§ Goal of the exercise: Render the lines of the records from the one containing "background, one per instance" through the last line, both included, as a numbered list with blank lines omitted.

§ Extracted records:
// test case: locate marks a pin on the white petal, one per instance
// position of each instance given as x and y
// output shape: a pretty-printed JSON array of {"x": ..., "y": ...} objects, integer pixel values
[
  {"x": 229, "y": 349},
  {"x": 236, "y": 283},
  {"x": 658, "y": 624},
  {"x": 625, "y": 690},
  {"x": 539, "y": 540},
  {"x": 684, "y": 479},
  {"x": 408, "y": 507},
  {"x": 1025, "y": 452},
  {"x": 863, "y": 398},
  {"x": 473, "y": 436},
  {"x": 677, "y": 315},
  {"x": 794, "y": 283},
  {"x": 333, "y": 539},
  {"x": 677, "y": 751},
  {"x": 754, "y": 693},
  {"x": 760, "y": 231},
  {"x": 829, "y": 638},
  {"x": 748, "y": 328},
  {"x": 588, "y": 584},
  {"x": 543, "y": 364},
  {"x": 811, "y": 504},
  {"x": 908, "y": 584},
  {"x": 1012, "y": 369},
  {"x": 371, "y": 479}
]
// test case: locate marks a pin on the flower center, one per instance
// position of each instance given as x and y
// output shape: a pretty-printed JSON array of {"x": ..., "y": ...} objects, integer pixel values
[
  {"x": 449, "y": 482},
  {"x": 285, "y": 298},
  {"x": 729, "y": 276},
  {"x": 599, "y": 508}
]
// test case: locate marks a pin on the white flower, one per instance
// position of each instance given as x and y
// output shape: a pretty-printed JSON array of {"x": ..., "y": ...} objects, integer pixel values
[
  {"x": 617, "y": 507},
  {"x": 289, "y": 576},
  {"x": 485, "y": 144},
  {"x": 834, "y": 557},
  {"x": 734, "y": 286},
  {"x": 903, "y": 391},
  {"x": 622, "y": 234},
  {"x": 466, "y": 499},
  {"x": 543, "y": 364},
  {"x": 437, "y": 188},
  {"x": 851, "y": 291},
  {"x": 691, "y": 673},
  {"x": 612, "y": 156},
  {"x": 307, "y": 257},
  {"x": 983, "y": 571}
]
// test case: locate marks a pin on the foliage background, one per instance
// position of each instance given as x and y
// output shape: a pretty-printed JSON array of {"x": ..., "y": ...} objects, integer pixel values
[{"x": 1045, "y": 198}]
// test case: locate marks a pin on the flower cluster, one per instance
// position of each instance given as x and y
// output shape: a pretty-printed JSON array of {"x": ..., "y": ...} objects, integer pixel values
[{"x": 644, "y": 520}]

§ Solution:
1. // test case: locate marks a pin on the foliage background, one per instance
2. // position of each instance given as x and y
3. // output shape: a pretty-printed JSON array of {"x": ..., "y": ...} objects, integer pixel values
4. [{"x": 1045, "y": 198}]
5. // test case: locate marks a pin on the flower cluster, one per instance
6. // position of each instance given as x and y
7. // output shape: a pretty-printed JSON array of {"x": ..., "y": ...} objects, integer pixel values
8. [{"x": 644, "y": 520}]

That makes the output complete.